Write every line of the material below as a JSON list of strings, one string per line, leaving out blank lines.

====

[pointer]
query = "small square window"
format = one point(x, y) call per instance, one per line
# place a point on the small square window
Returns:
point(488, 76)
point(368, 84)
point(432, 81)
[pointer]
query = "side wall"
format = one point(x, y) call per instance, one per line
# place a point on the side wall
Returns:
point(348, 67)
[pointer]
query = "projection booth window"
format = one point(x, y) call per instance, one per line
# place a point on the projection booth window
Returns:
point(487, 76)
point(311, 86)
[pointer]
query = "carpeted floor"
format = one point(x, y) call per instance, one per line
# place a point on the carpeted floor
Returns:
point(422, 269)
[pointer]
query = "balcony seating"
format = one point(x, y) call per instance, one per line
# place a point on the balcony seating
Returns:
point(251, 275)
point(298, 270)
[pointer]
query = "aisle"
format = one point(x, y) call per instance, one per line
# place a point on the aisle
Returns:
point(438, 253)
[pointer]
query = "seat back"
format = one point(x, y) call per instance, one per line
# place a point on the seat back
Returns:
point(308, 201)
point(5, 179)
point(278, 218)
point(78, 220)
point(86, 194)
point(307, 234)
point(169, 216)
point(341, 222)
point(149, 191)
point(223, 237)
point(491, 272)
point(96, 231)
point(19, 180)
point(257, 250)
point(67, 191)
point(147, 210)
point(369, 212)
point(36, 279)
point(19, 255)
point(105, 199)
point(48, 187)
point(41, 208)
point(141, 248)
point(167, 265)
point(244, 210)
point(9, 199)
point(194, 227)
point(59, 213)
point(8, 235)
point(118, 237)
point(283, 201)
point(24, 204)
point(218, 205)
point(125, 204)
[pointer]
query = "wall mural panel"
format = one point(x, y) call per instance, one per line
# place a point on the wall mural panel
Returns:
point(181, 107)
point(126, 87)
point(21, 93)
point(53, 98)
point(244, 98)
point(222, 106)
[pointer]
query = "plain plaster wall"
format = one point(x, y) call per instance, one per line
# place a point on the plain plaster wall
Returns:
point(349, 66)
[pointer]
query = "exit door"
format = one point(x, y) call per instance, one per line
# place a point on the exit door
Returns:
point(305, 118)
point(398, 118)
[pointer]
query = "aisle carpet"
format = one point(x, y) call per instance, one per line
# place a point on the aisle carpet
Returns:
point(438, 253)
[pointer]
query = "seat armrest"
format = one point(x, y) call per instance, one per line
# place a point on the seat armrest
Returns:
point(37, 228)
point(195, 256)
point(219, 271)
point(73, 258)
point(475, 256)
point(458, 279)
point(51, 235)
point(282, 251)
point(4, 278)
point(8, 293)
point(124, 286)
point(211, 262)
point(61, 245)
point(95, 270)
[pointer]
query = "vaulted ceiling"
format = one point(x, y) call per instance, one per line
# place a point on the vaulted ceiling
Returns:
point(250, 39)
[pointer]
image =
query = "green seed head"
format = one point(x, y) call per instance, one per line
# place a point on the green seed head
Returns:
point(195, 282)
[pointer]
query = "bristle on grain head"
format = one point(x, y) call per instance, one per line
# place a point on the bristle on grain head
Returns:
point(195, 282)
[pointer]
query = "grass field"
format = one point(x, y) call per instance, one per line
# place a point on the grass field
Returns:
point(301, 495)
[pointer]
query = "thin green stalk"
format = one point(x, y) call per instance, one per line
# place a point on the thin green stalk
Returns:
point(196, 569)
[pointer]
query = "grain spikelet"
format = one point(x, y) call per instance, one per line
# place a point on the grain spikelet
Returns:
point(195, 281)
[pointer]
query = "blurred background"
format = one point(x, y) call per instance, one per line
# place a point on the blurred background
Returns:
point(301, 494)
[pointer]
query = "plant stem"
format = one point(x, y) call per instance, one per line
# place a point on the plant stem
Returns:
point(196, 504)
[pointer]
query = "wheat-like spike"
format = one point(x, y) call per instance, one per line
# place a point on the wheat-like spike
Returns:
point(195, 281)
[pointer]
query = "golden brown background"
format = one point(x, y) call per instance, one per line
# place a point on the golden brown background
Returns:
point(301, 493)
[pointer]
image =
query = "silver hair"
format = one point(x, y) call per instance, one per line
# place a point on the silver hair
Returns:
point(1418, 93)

====

= The response =
[
  "[pointer]",
  "query = \"small square window\"",
  "format = one point(x, y) call per instance, one per line",
  "# place a point on the small square window",
  "Returns:",
  "point(488, 76)",
  "point(368, 84)",
  "point(432, 81)",
  "[pointer]",
  "query = \"side wall\"",
  "format = one point(x, y) call per instance, one per line",
  "# place a point on the side wall",
  "Returns:",
  "point(348, 67)",
  "[pointer]",
  "query = \"projection booth window\"",
  "format = one point(x, y) call per instance, one per line",
  "# place a point on the projection booth window",
  "Returns:",
  "point(487, 76)",
  "point(311, 86)",
  "[pointer]",
  "query = \"carpeted floor\"",
  "format = one point(x, y) call per instance, one per line",
  "# place a point on the carpeted floor",
  "Returns:",
  "point(422, 269)",
  "[pointer]",
  "query = \"balcony seating\"",
  "format = one point(x, y) call per instance, one per line",
  "# place a point on the balcony seating",
  "Returns:",
  "point(251, 275)",
  "point(298, 270)",
  "[pointer]",
  "query = \"aisle\"",
  "format = one point(x, y) call per instance, one per line",
  "# place a point on the aisle",
  "Returns:",
  "point(438, 253)",
  "[pointer]",
  "query = \"seat back\"",
  "format = one point(x, y) call per instance, one per line",
  "# place a point on the seat back",
  "Returns:",
  "point(308, 201)",
  "point(5, 179)",
  "point(278, 218)",
  "point(78, 220)",
  "point(86, 194)",
  "point(307, 234)",
  "point(169, 216)",
  "point(341, 222)",
  "point(149, 191)",
  "point(223, 237)",
  "point(491, 272)",
  "point(96, 231)",
  "point(19, 180)",
  "point(257, 250)",
  "point(67, 191)",
  "point(147, 210)",
  "point(369, 212)",
  "point(36, 279)",
  "point(19, 255)",
  "point(105, 199)",
  "point(48, 187)",
  "point(41, 208)",
  "point(141, 248)",
  "point(167, 265)",
  "point(244, 210)",
  "point(9, 199)",
  "point(194, 227)",
  "point(59, 213)",
  "point(8, 235)",
  "point(118, 237)",
  "point(283, 201)",
  "point(24, 204)",
  "point(218, 205)",
  "point(125, 204)",
  "[pointer]",
  "query = \"wall mural panel\"",
  "format = one point(x, y) call per instance, one per line",
  "# place a point on the wall mural panel",
  "Returns:",
  "point(181, 107)",
  "point(126, 87)",
  "point(21, 93)",
  "point(53, 98)",
  "point(244, 98)",
  "point(222, 106)",
  "[pointer]",
  "query = \"plain plaster wall\"",
  "format = one point(x, y) call per instance, one per line",
  "# place a point on the plain plaster wall",
  "Returns:",
  "point(349, 66)",
  "[pointer]",
  "query = \"exit door\"",
  "format = one point(x, y) call per instance, one per line",
  "# place a point on the exit door",
  "Returns:",
  "point(305, 118)",
  "point(398, 118)",
  "[pointer]",
  "query = \"aisle carpet\"",
  "format = one point(x, y) call per instance, one per line",
  "# place a point on the aisle carpet",
  "Returns:",
  "point(438, 253)",
  "[pointer]",
  "query = \"seat armrest\"",
  "format = one point(x, y) call per instance, one per line",
  "# place a point on the seat armrest",
  "Returns:",
  "point(37, 228)",
  "point(195, 256)",
  "point(219, 271)",
  "point(73, 258)",
  "point(475, 256)",
  "point(458, 279)",
  "point(51, 235)",
  "point(282, 251)",
  "point(4, 278)",
  "point(8, 293)",
  "point(124, 286)",
  "point(211, 262)",
  "point(61, 245)",
  "point(95, 270)",
  "[pointer]",
  "query = \"vaulted ceiling\"",
  "format = one point(x, y) call per instance, one per line",
  "# place a point on the vaulted ceiling",
  "Returns:",
  "point(250, 39)",
  "[pointer]",
  "image =",
  "query = \"green seed head\"",
  "format = one point(x, y) call per instance, one per line",
  "# place a point on the green seed head",
  "Returns:",
  "point(195, 282)",
  "[pointer]",
  "query = \"bristle on grain head\"",
  "format = one point(x, y) call per instance, one per line",
  "# place a point on the bristle on grain head",
  "Returns:",
  "point(195, 282)",
  "[pointer]",
  "query = \"grass field\"",
  "format = one point(x, y) call per instance, one per line",
  "# place a point on the grass field",
  "Returns:",
  "point(301, 495)",
  "[pointer]",
  "query = \"thin green stalk\"",
  "format = one point(x, y) call per instance, one per line",
  "# place a point on the thin green stalk",
  "Returns:",
  "point(196, 569)",
  "[pointer]",
  "query = \"grain spikelet\"",
  "format = one point(x, y) call per instance, one per line",
  "# place a point on the grain spikelet",
  "Returns:",
  "point(195, 281)",
  "[pointer]",
  "query = \"blurred background\"",
  "format = one point(x, y) call per instance, one per line",
  "# place a point on the blurred background",
  "Returns:",
  "point(301, 494)",
  "[pointer]",
  "query = \"plant stem\"",
  "format = one point(x, y) call per instance, one per line",
  "# place a point on the plant stem",
  "Returns:",
  "point(196, 504)",
  "[pointer]",
  "query = \"wheat-like spike\"",
  "format = one point(x, y) call per instance, one per line",
  "# place a point on the wheat-like spike",
  "Returns:",
  "point(195, 281)",
  "[pointer]",
  "query = \"golden brown background\"",
  "format = one point(x, y) call per instance, one per line",
  "# place a point on the golden brown background",
  "Returns:",
  "point(301, 493)",
  "[pointer]",
  "image =",
  "query = \"silver hair\"",
  "format = one point(x, y) call per instance, one per line",
  "# place a point on the silver hair",
  "Returns:",
  "point(1418, 93)"
]